Requirements:
Could you copy every one of the lines below word for word, leaving out the images?

___ Listed records

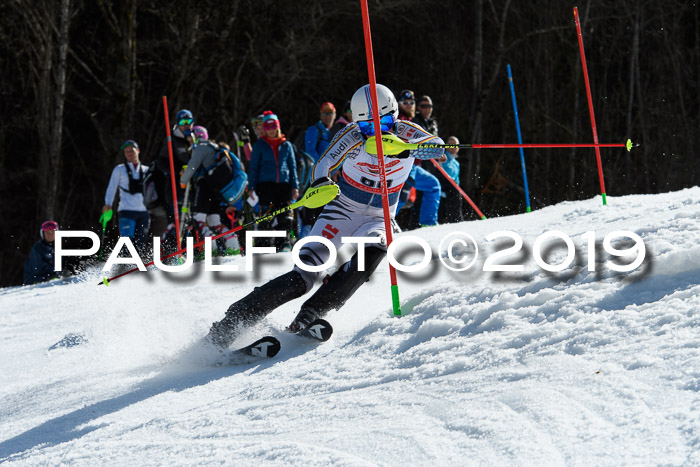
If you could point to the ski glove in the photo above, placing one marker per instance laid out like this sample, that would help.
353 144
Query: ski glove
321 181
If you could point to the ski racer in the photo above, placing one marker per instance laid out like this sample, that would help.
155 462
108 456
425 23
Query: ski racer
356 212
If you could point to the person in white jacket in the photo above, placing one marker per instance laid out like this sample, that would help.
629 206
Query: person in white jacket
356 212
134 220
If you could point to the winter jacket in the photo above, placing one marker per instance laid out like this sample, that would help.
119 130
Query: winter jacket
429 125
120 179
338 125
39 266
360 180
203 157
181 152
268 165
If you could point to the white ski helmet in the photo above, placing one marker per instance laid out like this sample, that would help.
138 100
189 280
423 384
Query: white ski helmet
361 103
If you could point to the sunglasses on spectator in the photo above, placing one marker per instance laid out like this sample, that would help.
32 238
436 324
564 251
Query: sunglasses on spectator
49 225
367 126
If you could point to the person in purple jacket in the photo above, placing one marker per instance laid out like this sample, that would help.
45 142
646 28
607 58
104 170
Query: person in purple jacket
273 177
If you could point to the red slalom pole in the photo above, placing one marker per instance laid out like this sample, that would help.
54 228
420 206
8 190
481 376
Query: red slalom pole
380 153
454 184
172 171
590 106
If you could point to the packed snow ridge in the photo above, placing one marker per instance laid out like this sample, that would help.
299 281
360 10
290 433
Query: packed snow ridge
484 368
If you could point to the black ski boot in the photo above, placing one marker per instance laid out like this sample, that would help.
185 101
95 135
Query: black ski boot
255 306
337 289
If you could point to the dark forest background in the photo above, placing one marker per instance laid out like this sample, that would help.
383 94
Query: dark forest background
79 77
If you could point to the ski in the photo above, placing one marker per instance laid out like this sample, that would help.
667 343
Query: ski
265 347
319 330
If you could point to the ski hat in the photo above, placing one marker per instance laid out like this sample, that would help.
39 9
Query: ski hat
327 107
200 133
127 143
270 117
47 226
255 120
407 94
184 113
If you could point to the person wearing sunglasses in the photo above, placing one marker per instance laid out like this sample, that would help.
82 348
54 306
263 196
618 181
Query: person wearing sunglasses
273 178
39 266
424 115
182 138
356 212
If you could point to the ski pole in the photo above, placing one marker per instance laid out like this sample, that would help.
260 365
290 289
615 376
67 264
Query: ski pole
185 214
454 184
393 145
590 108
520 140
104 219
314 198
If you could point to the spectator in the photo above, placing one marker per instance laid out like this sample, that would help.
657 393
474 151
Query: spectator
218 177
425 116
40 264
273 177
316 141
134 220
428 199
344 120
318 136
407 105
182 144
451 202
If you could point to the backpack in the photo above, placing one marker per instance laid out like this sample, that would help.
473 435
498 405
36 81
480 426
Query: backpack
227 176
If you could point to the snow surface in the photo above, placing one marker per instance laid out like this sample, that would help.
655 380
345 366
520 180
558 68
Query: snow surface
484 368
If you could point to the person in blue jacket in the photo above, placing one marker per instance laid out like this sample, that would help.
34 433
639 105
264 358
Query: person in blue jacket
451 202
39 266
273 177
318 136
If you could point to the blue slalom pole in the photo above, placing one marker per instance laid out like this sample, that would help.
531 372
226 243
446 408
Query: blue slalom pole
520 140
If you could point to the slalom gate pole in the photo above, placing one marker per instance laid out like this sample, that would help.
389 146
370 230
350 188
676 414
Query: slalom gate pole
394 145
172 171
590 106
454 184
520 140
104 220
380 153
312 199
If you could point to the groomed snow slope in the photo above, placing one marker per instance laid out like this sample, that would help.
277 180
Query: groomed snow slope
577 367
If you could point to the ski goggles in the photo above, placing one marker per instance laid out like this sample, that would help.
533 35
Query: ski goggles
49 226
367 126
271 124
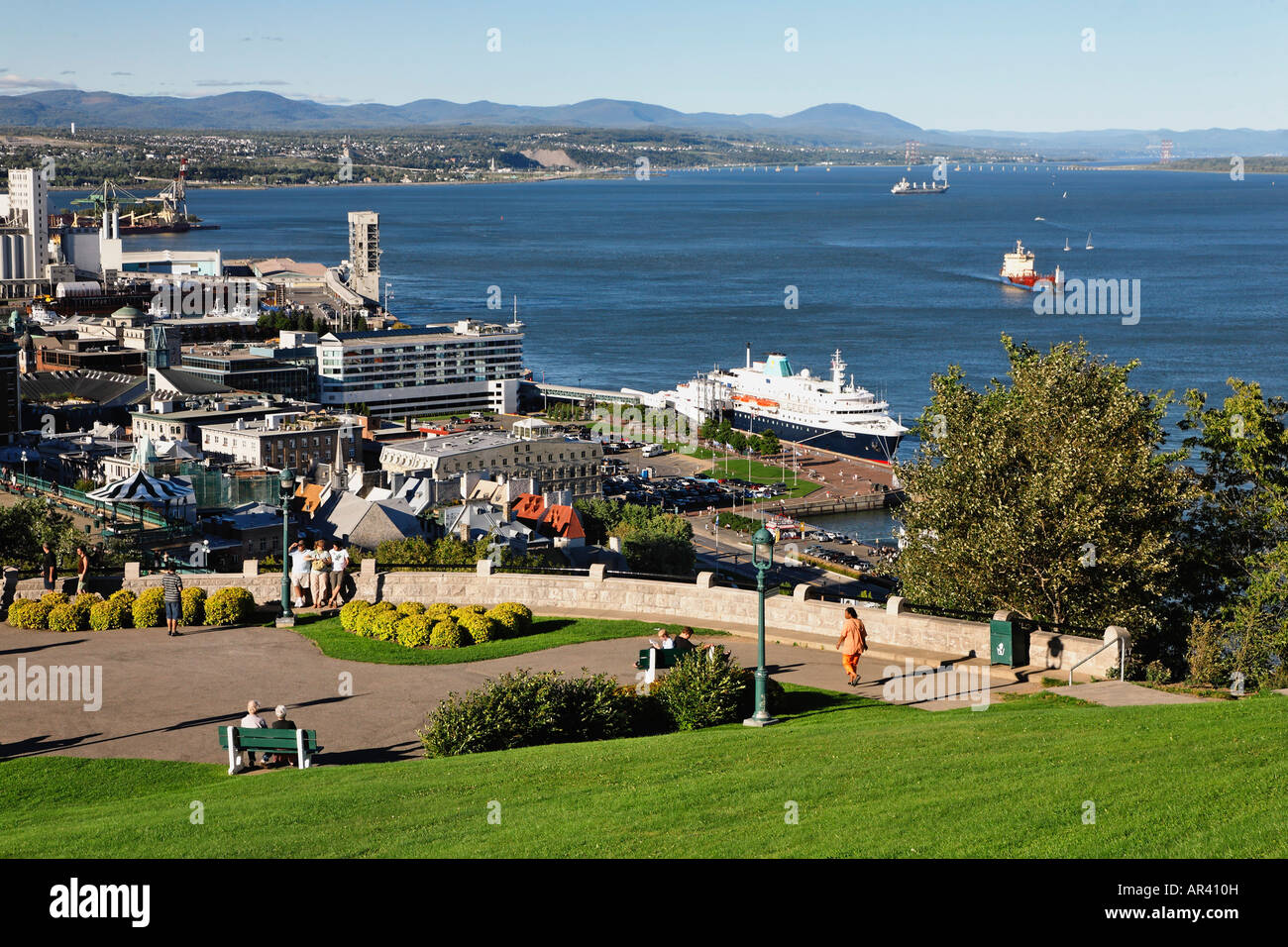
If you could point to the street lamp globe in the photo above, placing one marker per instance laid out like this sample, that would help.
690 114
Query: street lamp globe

______

Solution to the problem:
If you could point to the ski glove in the photo above, placing one marker per instance laid out like this sample, that would help.
353 144
Query: ski glove
321 181
If you could point to the ski racer in the photo above, placing one marker per instance laid out like this sample, that would help.
155 462
108 456
425 23
Query: ski racer
356 212
If you could point to the person in white jacket in the photo above, placing one marker per instance laid out like this sample, that would help.
629 206
Query: person in white jacket
356 212
134 220
If you could point to the winter jacket in the photo above, placing one marker per instance laid out like this sample, that would help.
119 130
Query: winter jacket
429 125
120 179
338 125
39 266
360 180
203 157
181 152
268 165
If you could point to the white ski helmet in the photo above, placing one marker per instance laid out like this sample, that would help.
138 100
189 280
423 384
Query: white ski helmet
361 103
If you could point to the sunglasses on spectator in the photo above, placing one marker per instance laid out like this sample, that would help.
32 238
436 324
564 251
Query: sunglasses on spectator
49 225
367 126
If you could point to the person in purple jacket in the photo above, placing one marker per instance laid out like this sample, that would help.
45 142
646 28
607 58
104 170
Query: person in purple jacket
273 177
If you could point to the red slalom pole in the photo above, placing one marker per instance laid out like this sample, that would help.
54 228
420 206
8 190
481 376
Query: red slalom pole
380 153
454 184
172 171
590 106
If you could point to the packed snow ridge in the photo above, placing one marker per instance laid out like this sample, that would help.
299 281
360 10
290 433
Query: packed snow ridge
484 368
If you could point to the black ski boot in the photo above, placing one marker per instance laid out like this sample, that would help.
185 101
95 135
Query: black ski boot
255 306
337 289
If you could point to the dark forest background in the photo above, placing one marker per instance laid out like this sample, that would help.
383 94
Query: dark forest background
79 77
If you could point to the ski in the photo above, placing one marker per instance laid out like this sample, that would help.
667 343
Query: ski
265 347
319 330
If you could point to the ski hat in the photo above, placing one marker per instance laid out like this sample, that would help.
39 9
Query: ski hat
327 107
200 133
127 143
270 117
47 226
255 120
407 94
184 113
If you could point to the person wearing sunglasses in the photo above, placing one marker per instance laid out like this sample, that would help.
82 348
54 306
263 196
618 181
Query: person wearing sunglasses
273 178
39 266
424 115
182 138
356 212
If you could point to the ski pole in the photo above, placing one marker per instance laid out like this sample, that would help.
260 365
290 289
615 376
67 264
Query: ski pole
185 214
454 184
393 145
590 108
520 140
104 219
314 198
If you could point to the spectator in the photo above, placing one marker per instance laid out like this sample, that would help.
657 393
474 151
Query: spectator
218 177
425 116
40 264
273 177
316 141
134 220
428 199
344 120
318 136
407 105
182 144
451 202
If you could point to the backpack in the photo above, placing one marker per instance laid out like this sample, that would help.
473 435
498 405
36 81
480 426
Query: backpack
227 176
If you could point to the snow surface in the photo above, placing one marker per instance laid out like this sample, that would help.
655 380
345 366
520 180
558 68
Query: snow surface
484 368
If you could point to the person in blue jacket in the photo above, placing one marker per instance laid out like this sample, that would help.
34 433
639 105
264 358
Query: person in blue jacket
451 202
39 266
273 177
318 136
If you could point to the blue slalom pole in the photo above, placing one marker per instance laid out like this sample, that would help.
531 372
226 243
446 408
Query: blue slalom pole
520 140
If you could point to the slalom gate pole in the photo above, placing one marker per instance laid out like this sample, that would help.
389 146
370 230
350 188
676 414
Query: slalom gate pole
394 145
172 171
590 106
454 184
520 140
104 220
380 153
312 199
If you could point to the groomed snow slope in the photo above, placing one marker per instance laid out like this sample, that would help.
277 180
Query: groomed snow slope
577 367
If you could point to the ski goggles in the photo above, placing one marker per instance laid out like this sample, that would help.
533 35
Query: ski goggles
49 226
367 126
271 124
If you could point to the street lamp globe in the photo above, placing one marker per instance laid out like this sample, that would help.
690 114
Query: street lamp globe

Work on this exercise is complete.